Task brief:
Rewrite every line of the items, starting at the line that contains "Keep to these rules. Indicate every instance of the railing" and ending at the last line of the items. Keep the wording lines unchanged, multiply each coordinate in the answers by 2, round to whole numbers with halves going up, and give nothing beyond those lines.

----------------

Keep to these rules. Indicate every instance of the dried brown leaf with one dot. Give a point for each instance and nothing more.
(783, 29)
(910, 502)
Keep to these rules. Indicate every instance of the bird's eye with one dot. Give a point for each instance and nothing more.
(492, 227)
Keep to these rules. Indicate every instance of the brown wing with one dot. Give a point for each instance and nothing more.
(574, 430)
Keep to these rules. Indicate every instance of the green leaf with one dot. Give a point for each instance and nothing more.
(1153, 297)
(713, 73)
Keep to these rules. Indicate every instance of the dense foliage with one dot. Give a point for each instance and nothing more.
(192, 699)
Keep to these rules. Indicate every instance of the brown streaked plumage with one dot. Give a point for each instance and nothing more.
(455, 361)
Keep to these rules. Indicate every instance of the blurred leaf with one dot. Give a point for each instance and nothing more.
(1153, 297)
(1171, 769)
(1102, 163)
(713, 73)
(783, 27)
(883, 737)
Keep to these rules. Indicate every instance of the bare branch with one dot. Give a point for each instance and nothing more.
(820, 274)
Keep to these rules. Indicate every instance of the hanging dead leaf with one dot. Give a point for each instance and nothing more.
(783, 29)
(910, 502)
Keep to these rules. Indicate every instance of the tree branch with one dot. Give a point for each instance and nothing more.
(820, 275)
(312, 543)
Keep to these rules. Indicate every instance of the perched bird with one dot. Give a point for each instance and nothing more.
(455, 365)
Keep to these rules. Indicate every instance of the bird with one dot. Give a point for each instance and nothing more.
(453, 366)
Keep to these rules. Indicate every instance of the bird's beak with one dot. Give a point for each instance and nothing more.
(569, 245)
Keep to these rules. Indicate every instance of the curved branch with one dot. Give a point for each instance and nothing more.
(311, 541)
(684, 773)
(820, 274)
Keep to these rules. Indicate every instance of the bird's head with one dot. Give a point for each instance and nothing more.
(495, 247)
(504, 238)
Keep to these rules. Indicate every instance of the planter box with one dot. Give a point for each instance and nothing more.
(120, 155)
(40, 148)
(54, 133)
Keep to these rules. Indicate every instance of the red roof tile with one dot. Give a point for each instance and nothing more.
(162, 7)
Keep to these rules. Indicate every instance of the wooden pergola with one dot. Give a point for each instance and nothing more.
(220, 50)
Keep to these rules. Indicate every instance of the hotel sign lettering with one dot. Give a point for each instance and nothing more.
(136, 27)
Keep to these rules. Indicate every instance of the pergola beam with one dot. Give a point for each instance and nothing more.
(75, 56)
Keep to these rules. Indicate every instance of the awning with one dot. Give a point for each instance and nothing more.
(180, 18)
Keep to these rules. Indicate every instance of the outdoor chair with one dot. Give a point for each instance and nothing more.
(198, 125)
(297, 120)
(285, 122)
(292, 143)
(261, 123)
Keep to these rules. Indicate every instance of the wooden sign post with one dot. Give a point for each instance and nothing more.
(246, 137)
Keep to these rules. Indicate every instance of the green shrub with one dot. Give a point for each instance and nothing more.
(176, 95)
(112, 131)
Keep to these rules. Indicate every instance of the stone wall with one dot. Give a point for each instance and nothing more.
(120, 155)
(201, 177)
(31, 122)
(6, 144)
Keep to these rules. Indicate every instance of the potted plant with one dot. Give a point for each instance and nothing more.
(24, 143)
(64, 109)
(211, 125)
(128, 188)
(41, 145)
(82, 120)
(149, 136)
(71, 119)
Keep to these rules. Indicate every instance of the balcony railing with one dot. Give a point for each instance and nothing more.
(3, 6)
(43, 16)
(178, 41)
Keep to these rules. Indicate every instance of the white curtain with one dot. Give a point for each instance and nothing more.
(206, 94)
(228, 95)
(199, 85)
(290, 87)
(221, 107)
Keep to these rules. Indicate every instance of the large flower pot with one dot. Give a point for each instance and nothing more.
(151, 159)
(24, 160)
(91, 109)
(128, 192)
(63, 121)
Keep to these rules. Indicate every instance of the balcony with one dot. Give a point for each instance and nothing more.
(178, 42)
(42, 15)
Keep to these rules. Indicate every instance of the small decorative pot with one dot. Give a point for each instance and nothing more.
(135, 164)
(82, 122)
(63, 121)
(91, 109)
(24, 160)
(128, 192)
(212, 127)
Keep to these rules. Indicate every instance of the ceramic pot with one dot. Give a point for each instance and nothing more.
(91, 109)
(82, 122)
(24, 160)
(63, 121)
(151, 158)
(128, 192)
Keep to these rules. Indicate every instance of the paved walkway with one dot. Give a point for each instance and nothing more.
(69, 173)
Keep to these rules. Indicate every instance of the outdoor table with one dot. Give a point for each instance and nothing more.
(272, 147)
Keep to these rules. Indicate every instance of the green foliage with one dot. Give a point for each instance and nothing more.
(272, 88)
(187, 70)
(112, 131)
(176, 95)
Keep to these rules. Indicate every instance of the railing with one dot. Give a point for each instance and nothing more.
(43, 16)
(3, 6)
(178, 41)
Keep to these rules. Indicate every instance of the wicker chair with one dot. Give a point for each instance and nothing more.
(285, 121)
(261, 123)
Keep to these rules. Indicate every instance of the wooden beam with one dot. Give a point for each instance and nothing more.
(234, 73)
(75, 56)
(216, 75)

----------------

Result below:
Keep to these rules. Indicate every instance of the railing with one dot. Give a point for each instance and nothing more.
(86, 32)
(6, 12)
(356, 82)
Keep to these rules. Indicate every instance of the wicker chair with one dot. Give a point for each instance and nothing more.
(570, 242)
(522, 246)
Keep to these rules. Indicate every instance of the wooden beam with one dot. Give a point for each instance and nothing more.
(468, 146)
(150, 112)
(432, 150)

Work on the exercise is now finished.